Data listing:
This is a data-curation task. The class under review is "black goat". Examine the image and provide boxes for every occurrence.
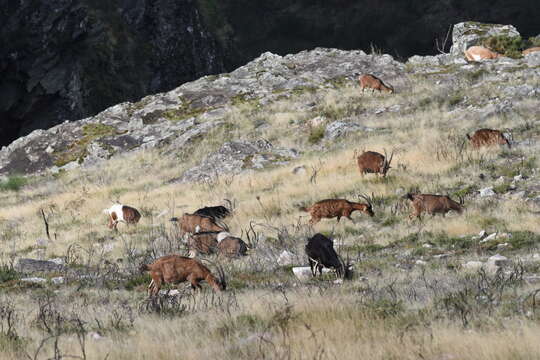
[306,234,348,277]
[193,205,231,220]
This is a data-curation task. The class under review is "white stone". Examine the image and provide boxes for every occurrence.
[480,186,495,197]
[277,250,296,266]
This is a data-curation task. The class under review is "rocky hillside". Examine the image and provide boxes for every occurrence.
[0,23,540,180]
[0,0,224,148]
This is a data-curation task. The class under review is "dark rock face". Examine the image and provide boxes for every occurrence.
[0,0,224,145]
[197,0,540,68]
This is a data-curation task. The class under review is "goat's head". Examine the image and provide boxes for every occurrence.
[381,149,394,176]
[359,194,375,217]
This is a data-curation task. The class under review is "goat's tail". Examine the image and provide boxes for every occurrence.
[139,264,150,273]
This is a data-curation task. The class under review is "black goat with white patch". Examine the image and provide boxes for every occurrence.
[306,233,347,277]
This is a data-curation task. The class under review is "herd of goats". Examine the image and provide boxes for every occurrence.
[100,70,511,297]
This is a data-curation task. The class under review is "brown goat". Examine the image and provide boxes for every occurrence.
[103,203,141,231]
[355,150,394,177]
[188,231,219,257]
[140,255,226,296]
[404,193,463,219]
[467,129,512,149]
[358,74,394,94]
[464,46,502,61]
[171,214,228,235]
[300,196,375,225]
[217,232,249,258]
[521,46,540,56]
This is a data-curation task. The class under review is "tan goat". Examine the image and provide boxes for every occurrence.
[404,193,463,219]
[464,46,502,61]
[140,255,226,296]
[355,150,394,177]
[358,74,394,94]
[300,196,375,225]
[521,46,540,56]
[467,129,512,149]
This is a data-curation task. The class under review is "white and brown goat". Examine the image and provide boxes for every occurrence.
[103,203,141,231]
[300,195,375,225]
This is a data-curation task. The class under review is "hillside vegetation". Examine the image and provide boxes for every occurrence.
[0,24,540,360]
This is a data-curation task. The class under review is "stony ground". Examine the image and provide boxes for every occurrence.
[0,21,540,360]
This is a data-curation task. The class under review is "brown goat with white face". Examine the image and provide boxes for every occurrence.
[464,46,502,61]
[467,129,512,149]
[103,204,141,231]
[300,196,375,225]
[358,74,394,94]
[175,214,228,235]
[355,150,394,177]
[140,255,226,296]
[404,193,463,219]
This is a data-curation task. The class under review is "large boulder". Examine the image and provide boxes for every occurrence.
[450,21,520,56]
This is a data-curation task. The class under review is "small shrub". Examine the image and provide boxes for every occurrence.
[0,175,28,191]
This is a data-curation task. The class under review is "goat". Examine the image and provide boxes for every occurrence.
[464,46,502,61]
[188,231,220,257]
[193,199,233,220]
[300,196,375,225]
[355,150,394,177]
[103,203,141,231]
[140,255,227,296]
[355,74,394,94]
[171,214,228,235]
[521,46,540,56]
[305,233,347,277]
[403,193,464,219]
[217,232,249,258]
[466,129,512,149]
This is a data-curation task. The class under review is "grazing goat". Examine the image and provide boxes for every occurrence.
[217,232,249,258]
[171,214,228,235]
[103,204,141,231]
[467,129,512,149]
[521,46,540,56]
[188,231,220,257]
[300,196,375,225]
[140,255,226,296]
[355,150,394,177]
[305,234,348,277]
[358,74,394,94]
[404,193,463,219]
[464,46,502,61]
[193,199,232,220]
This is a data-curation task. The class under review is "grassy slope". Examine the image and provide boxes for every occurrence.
[0,67,540,359]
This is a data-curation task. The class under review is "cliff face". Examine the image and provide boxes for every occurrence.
[0,0,224,145]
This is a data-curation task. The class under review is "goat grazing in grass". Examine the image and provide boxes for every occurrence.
[171,214,228,235]
[217,232,249,258]
[355,73,394,94]
[467,129,512,149]
[464,46,502,61]
[300,195,375,225]
[354,150,394,177]
[140,255,226,296]
[305,234,348,277]
[193,199,233,220]
[404,193,463,219]
[103,204,141,231]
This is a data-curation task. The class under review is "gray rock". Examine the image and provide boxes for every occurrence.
[15,259,63,274]
[450,21,520,57]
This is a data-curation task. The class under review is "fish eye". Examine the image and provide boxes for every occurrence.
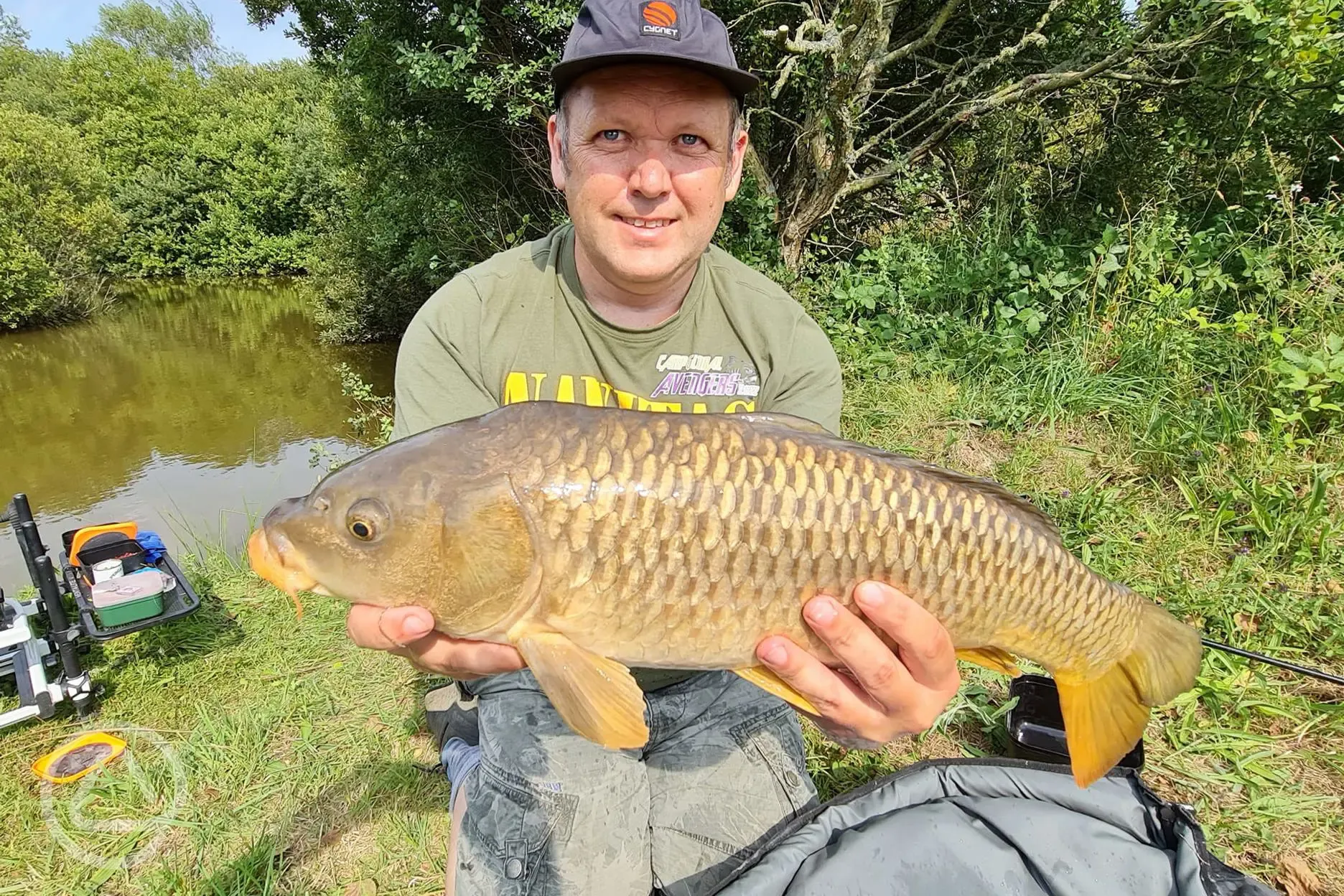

● **Directions**: Rewrite all of the lines above, swapping every instance of "class under review" for "category being checked" and changing nothing else. Leave the pictures out of your version.

● **Written reply**:
This is a data-curation task. The category being checked is "black goat". Examine the image and provide boxes for every occurrence.
[306,234,348,277]
[193,205,231,220]
This is a data-curation task. The category being checked is "white stone". Examine the image and provide boxes for every occurrence.
[480,186,495,197]
[277,250,296,266]
This is a data-curation task. The category being checked is "rocky hillside". Examine the image and provide boxes for every occurrence.
[0,23,540,180]
[0,0,224,148]
This is a data-curation task. The category being checked is "dark rock face". Examine the image and provide boxes for every occurrence.
[0,0,224,145]
[197,0,540,68]
This is a data-curation task. The category being checked is "goat's head". Examine the image and provide boxes for every occurrence.
[381,149,394,176]
[359,194,375,217]
This is a data-curation task. The category being checked is "goat's tail". Examine the image and provide boxes for every occurrence.
[139,264,150,273]
This is a data-curation task. The category being checked is "black goat with white patch". Examine the image and provide boxes for every occurrence.
[306,233,347,277]
This is a data-curation task. The category being checked is "herd of goats". Examine the image and provide boxes for every occurrence.
[100,70,511,297]
This is a data-curation task. The category being checked is "brown goat". Examine the image and provide boxes for every occurrence.
[103,203,141,231]
[355,150,394,177]
[188,231,219,257]
[140,255,226,296]
[404,193,463,219]
[467,129,512,149]
[358,74,394,94]
[464,46,502,61]
[171,214,228,235]
[300,196,375,225]
[217,232,249,258]
[521,46,540,56]
This is a data-curation task. The category being checked is "tan goat". Examine the image and provide boxes for every occurrence.
[404,193,463,219]
[464,46,502,61]
[140,255,226,296]
[355,150,394,177]
[358,74,394,94]
[300,196,375,225]
[521,46,540,56]
[467,129,512,149]
This is a data-curation task. The category being checked is "white and brown goat". Examine the image and provide boxes for every occurrence.
[103,203,141,231]
[300,195,375,225]
This is a data-curation task. The category being checked is "hillside vegetation". Examine the image and provide boxes for every occurrence.
[0,24,540,360]
This is a data-curation task. The category being checked is "stony ground". Examine the image and provide boxes for every occurrence.
[0,21,540,360]
This is a data-curation task. The category being checked is "brown goat with white face". Examine the image and provide boxes for every occurrence.
[464,46,502,61]
[467,129,512,149]
[103,204,141,231]
[300,196,375,225]
[358,74,394,94]
[175,214,228,235]
[355,150,394,177]
[140,255,226,296]
[404,193,463,219]
This is a data-curation task. The category being checked is "large boulder". Examine the image and provide boxes for every occurrence.
[450,21,520,56]
This is a data-curation task. The category being checked is "small shrub". Examine the image and provide boxes for every occurrence.
[0,175,28,191]
This is a data-curation task. The category being checked is "goat". Examine the image and provide boxes for every occurrence.
[464,46,502,61]
[188,231,220,257]
[193,199,233,220]
[300,196,375,225]
[355,150,394,177]
[103,203,141,231]
[140,255,227,296]
[355,74,394,94]
[171,214,228,235]
[521,46,540,56]
[305,233,347,277]
[403,193,464,219]
[217,232,249,258]
[466,129,512,149]
This is a data-curation task. The category being checked is "grazing goat". Examine the image and provide boxes for every occurrence.
[217,232,249,258]
[171,214,228,235]
[103,204,141,231]
[467,129,512,149]
[521,46,540,56]
[188,231,220,257]
[300,196,375,225]
[140,255,226,296]
[355,150,394,177]
[305,234,348,277]
[358,74,394,94]
[404,193,463,219]
[464,46,502,61]
[193,199,232,220]
This is a data-curation task. The category being checked is "grassy slope". Examine the image and provide boxes for every occurrence.
[0,67,540,359]
This is a data-curation task. The category being checked is "cliff face". Examine the image and provide boxes for every occurrence.
[0,0,224,145]
This is a data-curation task. The category being checked is "goat grazing in grass". Examine the image and provide boxes for every occurrence.
[171,214,228,235]
[217,232,249,258]
[355,73,394,94]
[467,129,512,149]
[464,46,502,61]
[300,195,375,225]
[354,150,394,177]
[140,255,226,296]
[305,234,348,277]
[193,199,233,220]
[404,193,463,219]
[103,204,141,231]
This is a data-curation task. The category being checked is "gray rock". Examine the image and provide boxes for every occurrence.
[15,259,63,274]
[450,21,520,57]
This is a data-curation task. The category being checked is "fish eye". Examine the image and provide boxes for every occurrence.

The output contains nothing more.